Repeat each entry below exactly as it stands.
Records to use Block Start
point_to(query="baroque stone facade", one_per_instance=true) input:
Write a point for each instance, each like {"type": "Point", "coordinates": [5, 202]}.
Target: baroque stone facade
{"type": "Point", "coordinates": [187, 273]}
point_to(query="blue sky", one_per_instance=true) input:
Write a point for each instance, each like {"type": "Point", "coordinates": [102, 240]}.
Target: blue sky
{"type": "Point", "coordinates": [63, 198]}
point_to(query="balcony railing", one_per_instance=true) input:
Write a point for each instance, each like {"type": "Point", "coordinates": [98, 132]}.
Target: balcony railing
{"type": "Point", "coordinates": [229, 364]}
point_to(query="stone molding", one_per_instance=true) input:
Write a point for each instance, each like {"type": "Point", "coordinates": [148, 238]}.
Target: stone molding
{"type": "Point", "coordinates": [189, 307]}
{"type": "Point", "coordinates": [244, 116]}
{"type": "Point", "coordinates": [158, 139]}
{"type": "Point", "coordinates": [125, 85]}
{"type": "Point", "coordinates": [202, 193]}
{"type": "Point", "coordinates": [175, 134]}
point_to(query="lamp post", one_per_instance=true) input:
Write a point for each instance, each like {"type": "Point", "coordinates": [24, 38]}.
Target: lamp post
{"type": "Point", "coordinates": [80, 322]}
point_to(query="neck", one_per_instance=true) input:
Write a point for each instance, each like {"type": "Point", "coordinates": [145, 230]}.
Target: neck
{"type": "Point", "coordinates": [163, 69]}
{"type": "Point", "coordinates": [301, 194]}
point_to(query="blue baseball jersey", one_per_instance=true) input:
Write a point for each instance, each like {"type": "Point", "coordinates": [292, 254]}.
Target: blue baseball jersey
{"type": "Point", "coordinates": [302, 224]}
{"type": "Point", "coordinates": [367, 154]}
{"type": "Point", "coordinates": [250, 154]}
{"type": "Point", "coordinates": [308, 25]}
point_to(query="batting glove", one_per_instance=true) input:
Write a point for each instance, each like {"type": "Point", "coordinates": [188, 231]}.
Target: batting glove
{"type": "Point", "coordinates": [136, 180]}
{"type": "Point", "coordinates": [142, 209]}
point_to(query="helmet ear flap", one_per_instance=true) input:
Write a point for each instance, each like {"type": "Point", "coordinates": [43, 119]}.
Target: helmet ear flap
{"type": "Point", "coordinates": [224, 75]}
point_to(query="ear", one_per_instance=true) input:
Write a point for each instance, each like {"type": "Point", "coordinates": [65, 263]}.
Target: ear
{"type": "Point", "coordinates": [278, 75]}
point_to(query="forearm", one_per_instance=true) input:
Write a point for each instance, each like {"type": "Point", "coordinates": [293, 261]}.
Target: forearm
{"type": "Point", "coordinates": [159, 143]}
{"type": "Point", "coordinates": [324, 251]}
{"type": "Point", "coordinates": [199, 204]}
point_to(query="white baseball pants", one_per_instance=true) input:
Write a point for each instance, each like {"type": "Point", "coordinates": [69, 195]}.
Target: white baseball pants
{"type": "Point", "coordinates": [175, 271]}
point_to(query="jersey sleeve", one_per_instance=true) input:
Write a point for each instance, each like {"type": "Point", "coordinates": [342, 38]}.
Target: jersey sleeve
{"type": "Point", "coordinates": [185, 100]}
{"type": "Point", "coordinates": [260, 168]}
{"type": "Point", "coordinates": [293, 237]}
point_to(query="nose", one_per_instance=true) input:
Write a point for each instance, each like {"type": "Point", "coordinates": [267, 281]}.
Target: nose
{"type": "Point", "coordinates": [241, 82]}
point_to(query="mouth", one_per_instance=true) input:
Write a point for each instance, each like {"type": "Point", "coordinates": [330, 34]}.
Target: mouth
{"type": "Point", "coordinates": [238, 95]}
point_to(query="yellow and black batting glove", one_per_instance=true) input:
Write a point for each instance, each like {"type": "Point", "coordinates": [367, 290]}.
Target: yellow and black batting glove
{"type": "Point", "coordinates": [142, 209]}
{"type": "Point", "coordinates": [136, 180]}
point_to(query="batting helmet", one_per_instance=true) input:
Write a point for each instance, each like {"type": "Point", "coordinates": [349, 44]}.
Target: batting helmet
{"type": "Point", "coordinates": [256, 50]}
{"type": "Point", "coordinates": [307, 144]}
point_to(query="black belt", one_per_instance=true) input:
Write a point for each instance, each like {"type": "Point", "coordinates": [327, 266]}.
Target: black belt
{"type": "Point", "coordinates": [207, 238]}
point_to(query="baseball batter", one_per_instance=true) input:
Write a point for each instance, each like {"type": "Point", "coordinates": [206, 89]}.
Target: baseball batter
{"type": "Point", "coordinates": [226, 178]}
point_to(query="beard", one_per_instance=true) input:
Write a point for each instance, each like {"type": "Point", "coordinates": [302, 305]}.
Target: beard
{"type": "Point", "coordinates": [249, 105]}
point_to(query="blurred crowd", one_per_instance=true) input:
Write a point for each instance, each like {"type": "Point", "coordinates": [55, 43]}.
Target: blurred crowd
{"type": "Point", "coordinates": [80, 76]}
Records to use Block End
- [Answer space]:
point_to(query="baroque stone facade", one_per_instance=true) input:
Write a point for each instance, each like {"type": "Point", "coordinates": [5, 202]}.
Target: baroque stone facade
{"type": "Point", "coordinates": [187, 273]}
point_to(query="blue sky", one_per_instance=true) input:
Write a point for each instance, each like {"type": "Point", "coordinates": [102, 240]}.
Target: blue sky
{"type": "Point", "coordinates": [63, 198]}
point_to(query="balcony railing", one_per_instance=true) input:
Write a point for each instance, each like {"type": "Point", "coordinates": [98, 132]}.
Target: balcony railing
{"type": "Point", "coordinates": [229, 364]}
point_to(query="stone molding", one_per_instance=true) input:
Write a point for each instance, each like {"type": "Point", "coordinates": [148, 238]}.
Target: stone molding
{"type": "Point", "coordinates": [189, 307]}
{"type": "Point", "coordinates": [244, 116]}
{"type": "Point", "coordinates": [158, 139]}
{"type": "Point", "coordinates": [125, 85]}
{"type": "Point", "coordinates": [202, 193]}
{"type": "Point", "coordinates": [175, 134]}
point_to(query="lamp post", one_per_instance=true) input:
Write a point for each instance, each like {"type": "Point", "coordinates": [24, 38]}.
Target: lamp post
{"type": "Point", "coordinates": [80, 322]}
point_to(query="neck", one_per_instance=true) input:
Write a point for each instance, each like {"type": "Point", "coordinates": [145, 230]}.
Target: neck
{"type": "Point", "coordinates": [163, 69]}
{"type": "Point", "coordinates": [301, 194]}
point_to(query="blue baseball jersey", one_per_instance=true) input:
Write a point for each instance, each like {"type": "Point", "coordinates": [292, 254]}.
Target: blue baseball jersey
{"type": "Point", "coordinates": [302, 224]}
{"type": "Point", "coordinates": [367, 154]}
{"type": "Point", "coordinates": [250, 154]}
{"type": "Point", "coordinates": [308, 25]}
point_to(query="batting glove", one_per_instance=true) input:
Write a point for each instance, each like {"type": "Point", "coordinates": [188, 231]}.
Target: batting glove
{"type": "Point", "coordinates": [136, 180]}
{"type": "Point", "coordinates": [142, 209]}
point_to(query="helmet ear flap", one_per_instance=true) input:
Write a point for each instance, each like {"type": "Point", "coordinates": [43, 119]}.
Target: helmet ear flap
{"type": "Point", "coordinates": [224, 75]}
point_to(query="ear", one_per_instance=true) input:
Write a point for each instance, each like {"type": "Point", "coordinates": [65, 263]}.
Target: ear
{"type": "Point", "coordinates": [278, 75]}
point_to(query="forearm", one_per_instance=true) input:
Write a point for each instance, each like {"type": "Point", "coordinates": [293, 261]}.
Target: forearm
{"type": "Point", "coordinates": [159, 143]}
{"type": "Point", "coordinates": [324, 251]}
{"type": "Point", "coordinates": [199, 204]}
point_to(query="white baseball pants", one_per_instance=true) input:
Write a point for each instance, each like {"type": "Point", "coordinates": [69, 195]}.
Target: white baseball pants
{"type": "Point", "coordinates": [175, 271]}
point_to(query="jersey sleeve", one_per_instance=true) input:
Write a point for each instance, each like {"type": "Point", "coordinates": [342, 38]}.
Target: jersey sleeve
{"type": "Point", "coordinates": [185, 100]}
{"type": "Point", "coordinates": [260, 168]}
{"type": "Point", "coordinates": [293, 237]}
point_to(query="nose", one_per_instance=true) input:
Write a point for each instance, each like {"type": "Point", "coordinates": [267, 281]}.
Target: nose
{"type": "Point", "coordinates": [241, 82]}
point_to(query="mouth", one_per_instance=true) input:
Write a point for each instance, each like {"type": "Point", "coordinates": [330, 34]}.
Target: mouth
{"type": "Point", "coordinates": [238, 95]}
point_to(query="yellow and black batting glove", one_per_instance=true) input:
Write a point for each instance, each like {"type": "Point", "coordinates": [367, 290]}.
Target: yellow and black batting glove
{"type": "Point", "coordinates": [142, 209]}
{"type": "Point", "coordinates": [136, 180]}
point_to(query="batting helmet", one_per_instance=true) input:
Write a point for each instance, each like {"type": "Point", "coordinates": [349, 44]}.
Target: batting helmet
{"type": "Point", "coordinates": [256, 50]}
{"type": "Point", "coordinates": [307, 144]}
point_to(query="black belt", one_per_instance=true) input:
Write a point for each instance, each like {"type": "Point", "coordinates": [327, 266]}.
Target: black belt
{"type": "Point", "coordinates": [207, 238]}
point_to(query="baseball batter", one_per_instance=true) input:
Write a point for each instance, each like {"type": "Point", "coordinates": [206, 89]}.
Target: baseball batter
{"type": "Point", "coordinates": [226, 178]}
point_to(query="beard", one_per_instance=true) input:
Write a point for each instance, each like {"type": "Point", "coordinates": [302, 305]}.
Target: beard
{"type": "Point", "coordinates": [249, 105]}
point_to(query="blurred crowd", one_per_instance=true) input:
Write a point for each instance, each like {"type": "Point", "coordinates": [55, 43]}.
Target: blurred crowd
{"type": "Point", "coordinates": [80, 76]}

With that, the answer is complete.